* PROBLEM DETAILS *
Examine each line of the data. Copy the line if it includes the word "bench".

* Stored data *
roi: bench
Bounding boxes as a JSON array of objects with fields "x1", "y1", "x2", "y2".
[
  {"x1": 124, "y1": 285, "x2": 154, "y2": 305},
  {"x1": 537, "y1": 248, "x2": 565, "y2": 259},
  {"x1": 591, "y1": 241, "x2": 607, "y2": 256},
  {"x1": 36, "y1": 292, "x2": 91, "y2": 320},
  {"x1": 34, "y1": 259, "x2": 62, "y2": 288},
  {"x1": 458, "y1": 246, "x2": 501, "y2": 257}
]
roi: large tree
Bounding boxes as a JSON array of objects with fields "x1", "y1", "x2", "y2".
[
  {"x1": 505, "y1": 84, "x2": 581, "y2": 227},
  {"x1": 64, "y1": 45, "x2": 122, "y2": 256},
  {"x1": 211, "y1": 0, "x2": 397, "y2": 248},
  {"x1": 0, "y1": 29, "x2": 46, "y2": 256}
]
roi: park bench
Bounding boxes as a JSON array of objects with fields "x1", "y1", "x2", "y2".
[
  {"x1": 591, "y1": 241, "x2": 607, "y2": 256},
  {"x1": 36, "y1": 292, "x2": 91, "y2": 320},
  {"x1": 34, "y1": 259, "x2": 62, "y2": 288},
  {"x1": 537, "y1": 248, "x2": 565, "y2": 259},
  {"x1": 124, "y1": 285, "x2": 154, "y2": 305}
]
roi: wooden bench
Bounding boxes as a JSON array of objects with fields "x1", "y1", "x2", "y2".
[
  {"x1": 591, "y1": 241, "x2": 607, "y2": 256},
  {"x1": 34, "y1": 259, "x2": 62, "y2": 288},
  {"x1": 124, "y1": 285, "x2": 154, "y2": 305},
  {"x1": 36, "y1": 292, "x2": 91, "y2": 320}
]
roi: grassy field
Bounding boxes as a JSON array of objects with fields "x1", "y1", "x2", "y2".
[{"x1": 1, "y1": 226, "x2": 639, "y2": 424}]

* EXERCISE SOLUTION *
roi: bench
roi: park bench
roi: wooden bench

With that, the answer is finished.